• [YOUR GOAL]: Please give the count of lines in the listing underneath that hold "below", leaving out everything else.

· · · ·

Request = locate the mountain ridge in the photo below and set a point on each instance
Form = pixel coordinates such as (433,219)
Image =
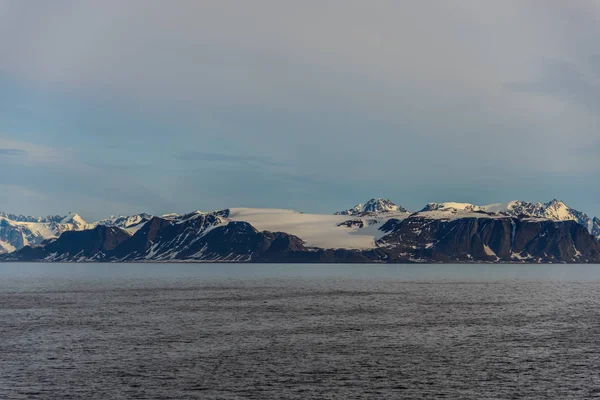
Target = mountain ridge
(365,232)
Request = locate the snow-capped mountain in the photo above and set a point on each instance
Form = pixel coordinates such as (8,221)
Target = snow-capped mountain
(131,223)
(373,206)
(555,210)
(450,206)
(19,231)
(376,231)
(268,235)
(596,227)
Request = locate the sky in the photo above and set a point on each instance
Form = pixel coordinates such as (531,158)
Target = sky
(117,107)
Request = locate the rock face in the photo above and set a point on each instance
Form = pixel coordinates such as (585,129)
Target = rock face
(17,231)
(373,206)
(433,236)
(596,228)
(501,239)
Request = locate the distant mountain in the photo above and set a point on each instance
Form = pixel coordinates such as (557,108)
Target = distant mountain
(596,227)
(373,206)
(131,223)
(444,234)
(17,231)
(555,210)
(376,231)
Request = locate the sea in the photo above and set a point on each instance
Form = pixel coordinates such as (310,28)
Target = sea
(292,331)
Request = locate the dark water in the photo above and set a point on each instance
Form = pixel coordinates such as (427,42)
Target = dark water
(299,332)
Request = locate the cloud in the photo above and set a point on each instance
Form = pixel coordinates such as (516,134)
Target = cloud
(422,100)
(564,80)
(191,155)
(12,152)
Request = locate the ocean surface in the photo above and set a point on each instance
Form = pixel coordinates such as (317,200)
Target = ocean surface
(227,331)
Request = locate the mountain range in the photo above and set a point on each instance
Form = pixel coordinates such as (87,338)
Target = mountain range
(375,231)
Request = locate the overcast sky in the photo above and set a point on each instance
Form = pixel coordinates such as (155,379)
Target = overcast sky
(115,107)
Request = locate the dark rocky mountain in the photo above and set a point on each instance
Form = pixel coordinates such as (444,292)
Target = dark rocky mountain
(486,238)
(436,236)
(596,228)
(373,206)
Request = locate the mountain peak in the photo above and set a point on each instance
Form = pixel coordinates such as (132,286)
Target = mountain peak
(375,205)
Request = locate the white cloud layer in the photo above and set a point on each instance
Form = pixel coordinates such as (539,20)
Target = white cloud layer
(442,92)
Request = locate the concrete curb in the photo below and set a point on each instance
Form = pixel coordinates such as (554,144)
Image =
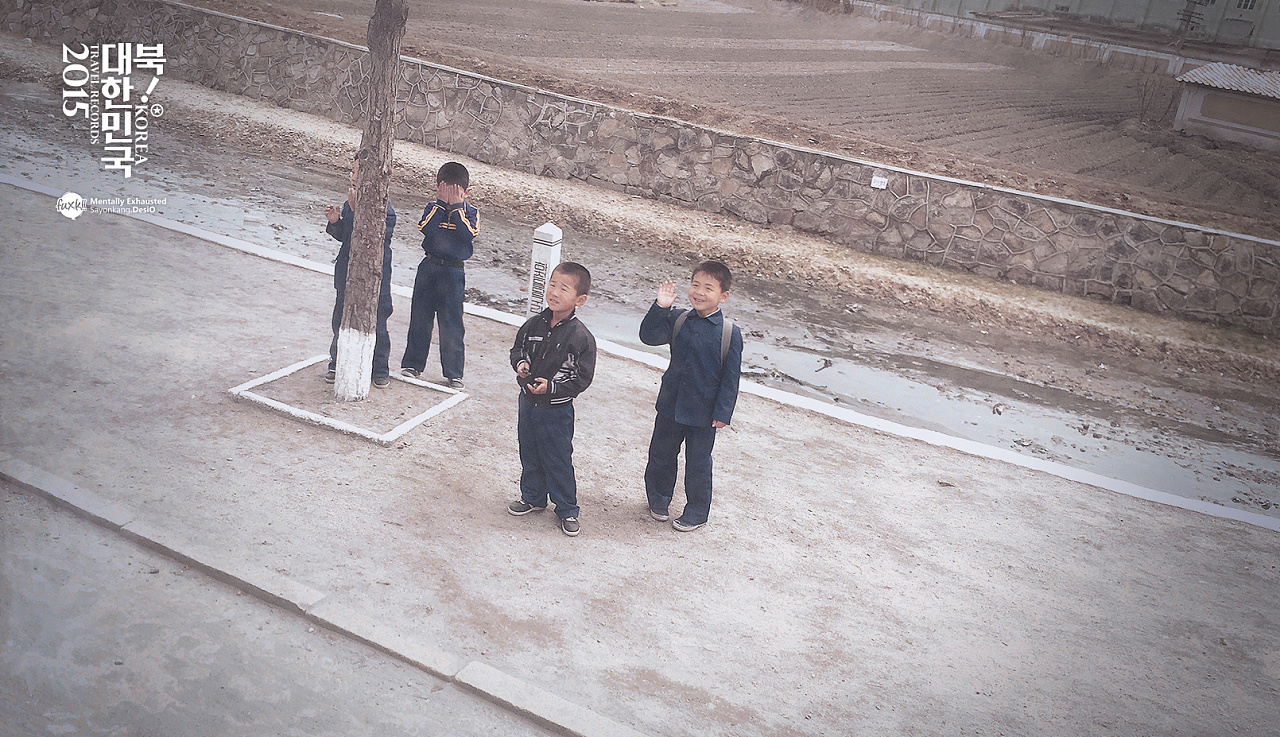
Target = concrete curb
(504,690)
(746,387)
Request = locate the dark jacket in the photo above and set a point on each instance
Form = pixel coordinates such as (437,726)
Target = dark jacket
(563,355)
(449,230)
(341,230)
(696,388)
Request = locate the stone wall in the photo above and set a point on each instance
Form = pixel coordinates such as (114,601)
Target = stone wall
(1074,248)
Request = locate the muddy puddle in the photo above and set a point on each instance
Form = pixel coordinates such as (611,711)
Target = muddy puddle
(1198,436)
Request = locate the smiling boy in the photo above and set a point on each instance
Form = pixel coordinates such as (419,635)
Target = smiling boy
(554,361)
(698,392)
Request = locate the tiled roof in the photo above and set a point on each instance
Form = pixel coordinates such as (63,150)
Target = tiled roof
(1238,78)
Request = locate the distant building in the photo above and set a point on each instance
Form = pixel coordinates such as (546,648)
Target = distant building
(1239,22)
(1232,103)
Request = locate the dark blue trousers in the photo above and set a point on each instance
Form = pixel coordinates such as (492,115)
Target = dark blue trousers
(382,338)
(659,475)
(547,456)
(438,293)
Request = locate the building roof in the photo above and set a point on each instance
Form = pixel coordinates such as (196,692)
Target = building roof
(1238,78)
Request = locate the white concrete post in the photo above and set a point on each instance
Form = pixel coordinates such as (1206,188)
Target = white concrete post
(547,241)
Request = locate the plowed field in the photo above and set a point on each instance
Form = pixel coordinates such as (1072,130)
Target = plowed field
(896,95)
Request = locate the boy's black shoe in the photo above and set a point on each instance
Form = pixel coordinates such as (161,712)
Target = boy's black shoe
(521,507)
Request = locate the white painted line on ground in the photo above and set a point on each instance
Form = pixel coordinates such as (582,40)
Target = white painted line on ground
(778,396)
(275,375)
(315,419)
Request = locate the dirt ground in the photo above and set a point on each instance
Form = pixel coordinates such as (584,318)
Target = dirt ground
(1141,384)
(881,91)
(850,582)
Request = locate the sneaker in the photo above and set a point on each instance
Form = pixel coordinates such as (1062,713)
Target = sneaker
(681,526)
(521,507)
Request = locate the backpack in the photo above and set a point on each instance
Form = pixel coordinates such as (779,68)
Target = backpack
(726,332)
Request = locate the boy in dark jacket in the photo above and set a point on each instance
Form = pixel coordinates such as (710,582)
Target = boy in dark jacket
(554,361)
(698,392)
(448,227)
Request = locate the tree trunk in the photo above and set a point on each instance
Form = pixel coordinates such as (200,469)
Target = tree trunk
(365,271)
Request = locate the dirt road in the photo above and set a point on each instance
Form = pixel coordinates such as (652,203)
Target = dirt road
(851,582)
(881,91)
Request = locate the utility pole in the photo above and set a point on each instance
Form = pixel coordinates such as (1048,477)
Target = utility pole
(357,334)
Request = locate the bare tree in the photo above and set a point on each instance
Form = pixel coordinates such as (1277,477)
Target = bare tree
(357,334)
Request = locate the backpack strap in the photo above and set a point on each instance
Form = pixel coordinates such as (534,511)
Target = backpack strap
(680,321)
(726,332)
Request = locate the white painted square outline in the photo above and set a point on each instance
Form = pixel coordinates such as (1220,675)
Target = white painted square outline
(243,392)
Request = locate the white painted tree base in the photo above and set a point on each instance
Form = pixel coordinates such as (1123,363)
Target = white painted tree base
(355,366)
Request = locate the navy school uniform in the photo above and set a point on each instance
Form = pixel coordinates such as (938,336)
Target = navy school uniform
(341,230)
(565,356)
(448,239)
(696,389)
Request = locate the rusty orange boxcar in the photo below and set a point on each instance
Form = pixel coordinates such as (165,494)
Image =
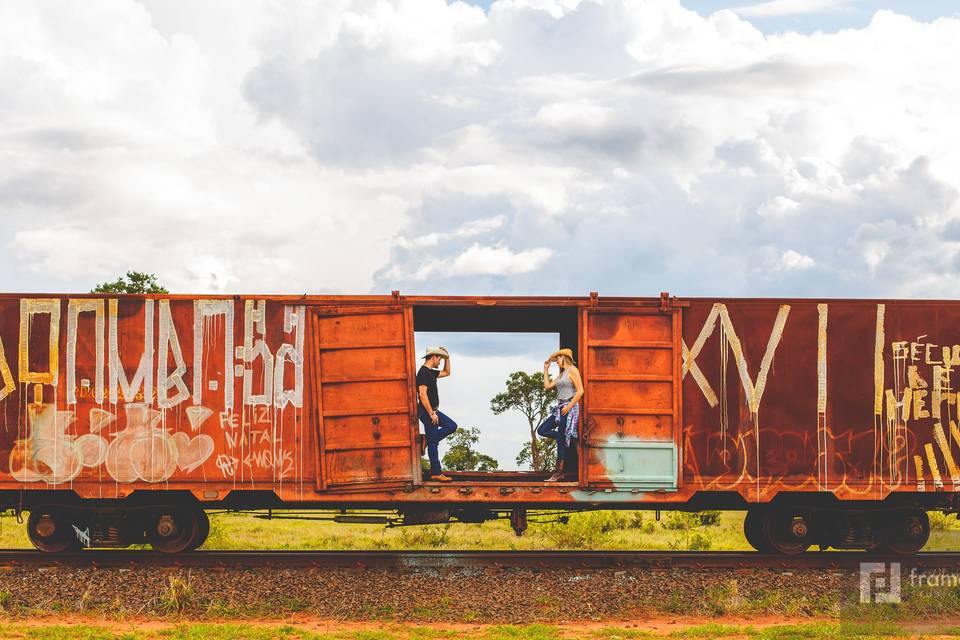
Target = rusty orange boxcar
(831,422)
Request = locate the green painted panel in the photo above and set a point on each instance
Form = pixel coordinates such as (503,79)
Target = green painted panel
(641,465)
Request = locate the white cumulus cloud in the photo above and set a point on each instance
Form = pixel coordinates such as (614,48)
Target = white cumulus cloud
(548,146)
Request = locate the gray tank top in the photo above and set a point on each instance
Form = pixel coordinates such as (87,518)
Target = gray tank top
(565,388)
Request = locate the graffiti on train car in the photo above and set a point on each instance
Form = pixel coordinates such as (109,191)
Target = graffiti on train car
(141,390)
(914,433)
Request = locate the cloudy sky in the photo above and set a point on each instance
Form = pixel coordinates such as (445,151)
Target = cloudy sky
(705,147)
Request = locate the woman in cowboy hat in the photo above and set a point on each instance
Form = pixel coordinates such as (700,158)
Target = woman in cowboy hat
(436,425)
(563,422)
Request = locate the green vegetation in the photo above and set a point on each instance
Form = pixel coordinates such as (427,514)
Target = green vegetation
(525,393)
(461,455)
(134,282)
(813,630)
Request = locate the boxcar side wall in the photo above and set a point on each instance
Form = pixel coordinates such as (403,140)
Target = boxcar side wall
(312,399)
(104,396)
(853,398)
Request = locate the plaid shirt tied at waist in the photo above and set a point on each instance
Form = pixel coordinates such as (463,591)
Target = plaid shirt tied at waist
(573,420)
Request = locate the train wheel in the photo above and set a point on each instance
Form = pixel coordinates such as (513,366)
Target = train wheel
(753,531)
(51,530)
(907,532)
(787,531)
(175,529)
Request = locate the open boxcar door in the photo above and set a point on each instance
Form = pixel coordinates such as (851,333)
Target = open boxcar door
(632,397)
(362,387)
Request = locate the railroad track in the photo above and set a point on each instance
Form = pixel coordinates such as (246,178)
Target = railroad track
(411,560)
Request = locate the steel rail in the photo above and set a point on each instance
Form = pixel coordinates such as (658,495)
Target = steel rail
(400,560)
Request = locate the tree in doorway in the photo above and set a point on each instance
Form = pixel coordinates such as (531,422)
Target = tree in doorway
(525,393)
(462,457)
(134,282)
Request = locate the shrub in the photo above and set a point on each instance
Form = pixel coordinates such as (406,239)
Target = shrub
(679,521)
(433,537)
(709,518)
(177,596)
(939,521)
(699,542)
(585,530)
(682,520)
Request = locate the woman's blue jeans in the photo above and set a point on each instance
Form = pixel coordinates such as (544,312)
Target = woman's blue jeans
(435,433)
(549,429)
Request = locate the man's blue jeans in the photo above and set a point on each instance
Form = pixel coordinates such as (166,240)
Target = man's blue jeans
(435,433)
(549,429)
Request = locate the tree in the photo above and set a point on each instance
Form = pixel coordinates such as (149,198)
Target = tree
(548,454)
(462,457)
(525,393)
(135,282)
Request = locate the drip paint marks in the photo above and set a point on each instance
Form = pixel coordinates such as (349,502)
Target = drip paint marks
(134,390)
(855,398)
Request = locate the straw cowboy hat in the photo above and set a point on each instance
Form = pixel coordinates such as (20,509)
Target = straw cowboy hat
(562,352)
(436,351)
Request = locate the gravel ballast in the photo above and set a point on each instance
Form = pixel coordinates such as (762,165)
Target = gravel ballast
(455,594)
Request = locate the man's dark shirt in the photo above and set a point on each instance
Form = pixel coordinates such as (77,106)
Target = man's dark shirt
(427,377)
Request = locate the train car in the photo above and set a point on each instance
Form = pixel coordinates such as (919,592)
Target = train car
(831,422)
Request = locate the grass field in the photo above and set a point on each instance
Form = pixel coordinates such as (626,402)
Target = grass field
(723,531)
(812,630)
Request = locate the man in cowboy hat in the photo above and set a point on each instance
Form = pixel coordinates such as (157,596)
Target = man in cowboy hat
(436,425)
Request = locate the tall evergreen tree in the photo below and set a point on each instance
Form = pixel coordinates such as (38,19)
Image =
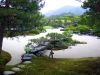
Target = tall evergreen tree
(18,16)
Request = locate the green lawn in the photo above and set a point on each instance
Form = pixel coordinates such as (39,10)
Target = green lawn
(47,27)
(45,66)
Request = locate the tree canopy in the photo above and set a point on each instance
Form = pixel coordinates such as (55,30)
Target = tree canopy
(18,16)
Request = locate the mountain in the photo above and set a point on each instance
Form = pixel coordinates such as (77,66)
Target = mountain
(66,9)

· · · ·

• [TASK RESPONSE]: 4